■ **Document extract**
ZUANCHO PT. 1

What is Zuancho
Apr 13, 2021

 

ZUANCHO is the Japanese name for design books that were used in Kyoto’s textile industry around 1890 to 1940. The word zu-an-cho consists of three Japanese kanji characters:

 

ZU ( design or drawing) 図+ AN (idea)案+ CHO帳 = Book of Design Ideas.

 

Kimono dealers, their clients, and the craftsmen who dyed, wove, embroidered the textile, and sewed the garments used zuancho to communicate with each other when they made a custom-made kimono.

 

Here is how the zuancho would have been used as a tool of the trade at the turn of the 20th century in Kyoto.

 

THE TIME IS 1913

I am a kimono dealer.

■ **Problems**
#1 From the rows below, extract every line from the one holding "point_to MUST place one pin on each instance of the yellow" through the end of the rows, both ends included, and reproduce them without any change.
#2 Extend the zuancho article, picking up right after its final sentence.
The zuancho article and the rows are separate material.

Data listing
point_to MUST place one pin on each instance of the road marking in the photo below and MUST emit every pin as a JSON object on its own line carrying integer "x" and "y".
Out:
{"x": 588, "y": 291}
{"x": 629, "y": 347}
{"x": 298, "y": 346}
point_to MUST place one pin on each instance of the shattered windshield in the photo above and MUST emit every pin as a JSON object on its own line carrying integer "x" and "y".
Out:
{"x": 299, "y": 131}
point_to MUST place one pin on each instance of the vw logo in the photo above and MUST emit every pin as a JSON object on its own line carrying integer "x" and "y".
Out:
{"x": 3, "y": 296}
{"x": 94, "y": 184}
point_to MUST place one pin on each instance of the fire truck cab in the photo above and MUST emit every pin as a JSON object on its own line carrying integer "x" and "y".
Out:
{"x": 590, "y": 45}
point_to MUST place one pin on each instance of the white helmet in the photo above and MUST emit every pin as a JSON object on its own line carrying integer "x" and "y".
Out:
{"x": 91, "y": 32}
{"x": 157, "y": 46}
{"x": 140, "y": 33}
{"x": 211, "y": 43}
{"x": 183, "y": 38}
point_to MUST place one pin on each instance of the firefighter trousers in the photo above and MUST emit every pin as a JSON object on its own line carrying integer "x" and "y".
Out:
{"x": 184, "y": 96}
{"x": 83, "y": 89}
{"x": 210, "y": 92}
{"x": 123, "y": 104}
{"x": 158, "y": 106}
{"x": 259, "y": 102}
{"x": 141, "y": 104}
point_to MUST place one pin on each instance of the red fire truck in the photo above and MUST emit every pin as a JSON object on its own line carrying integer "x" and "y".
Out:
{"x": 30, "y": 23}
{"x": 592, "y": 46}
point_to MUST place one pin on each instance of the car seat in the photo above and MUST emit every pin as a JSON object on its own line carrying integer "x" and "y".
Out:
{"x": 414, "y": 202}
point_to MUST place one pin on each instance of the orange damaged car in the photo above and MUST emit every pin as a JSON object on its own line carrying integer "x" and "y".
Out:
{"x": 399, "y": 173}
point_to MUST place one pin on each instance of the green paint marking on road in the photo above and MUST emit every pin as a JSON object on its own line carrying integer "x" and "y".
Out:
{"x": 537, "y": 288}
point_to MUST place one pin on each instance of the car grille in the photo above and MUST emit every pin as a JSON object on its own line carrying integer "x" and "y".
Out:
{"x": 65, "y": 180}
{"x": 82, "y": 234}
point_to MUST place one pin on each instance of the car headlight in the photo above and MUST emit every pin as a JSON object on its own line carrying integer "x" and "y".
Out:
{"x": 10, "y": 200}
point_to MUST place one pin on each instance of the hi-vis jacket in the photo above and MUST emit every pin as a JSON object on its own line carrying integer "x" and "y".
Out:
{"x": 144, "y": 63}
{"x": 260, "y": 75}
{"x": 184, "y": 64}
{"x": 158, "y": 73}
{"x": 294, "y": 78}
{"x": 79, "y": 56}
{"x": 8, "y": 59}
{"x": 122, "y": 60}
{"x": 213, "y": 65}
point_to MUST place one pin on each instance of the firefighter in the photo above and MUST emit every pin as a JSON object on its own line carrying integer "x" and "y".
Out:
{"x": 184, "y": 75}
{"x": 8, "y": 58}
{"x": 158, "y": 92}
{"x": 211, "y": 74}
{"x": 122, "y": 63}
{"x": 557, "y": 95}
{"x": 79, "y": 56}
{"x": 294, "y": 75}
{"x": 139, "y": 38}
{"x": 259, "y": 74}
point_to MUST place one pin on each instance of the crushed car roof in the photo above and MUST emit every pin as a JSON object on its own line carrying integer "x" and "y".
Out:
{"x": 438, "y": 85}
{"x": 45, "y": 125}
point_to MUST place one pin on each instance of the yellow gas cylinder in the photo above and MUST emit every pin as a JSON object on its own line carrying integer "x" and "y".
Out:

■ **Results**
#1
point_to MUST place one pin on each instance of the yellow gas cylinder in the photo above and MUST emit every pin as a JSON object on its own line carrying integer "x" and "y".
Out:

#2
Suppose someone comes to my store to order a kimono for his wife for a special occasion. After talking about the weather etc. I ask him about his wife. What is the event for her to wear it, what is the season she will wear it, what color does she like, what plants, birds, etc., she likes? While we are talking, I start to have an idea of design and think about 3-5 zuanchos. I bring those zuanchos, and we start looking at them together. He would say, "Oh, she would be great with this color palette on this page, but not with the pattern. Perhaps this pattern but not with big waves, so let's make it small, etc." If I were a darn good kimono dealer at the end of the conversation, I have a pretty good idea of what he would like to see. He leaves. With the zuancho used in the discussion, I will visit master craftspeople, weavers, dyers, or embroiderers and convey the design discussed with my client, using and showing the zuancho. They get the vision, and one or two months later Kimono will be delivered

In the run-up to WWII, the books fell out of use and vanished – until I happened to find a trove of forgotten volumes stored in a warehouse on my family's century-old estate in Kyoto. With my grandmother's blessing, I brought them to the United States, where they have come to be viewed as unique works of art.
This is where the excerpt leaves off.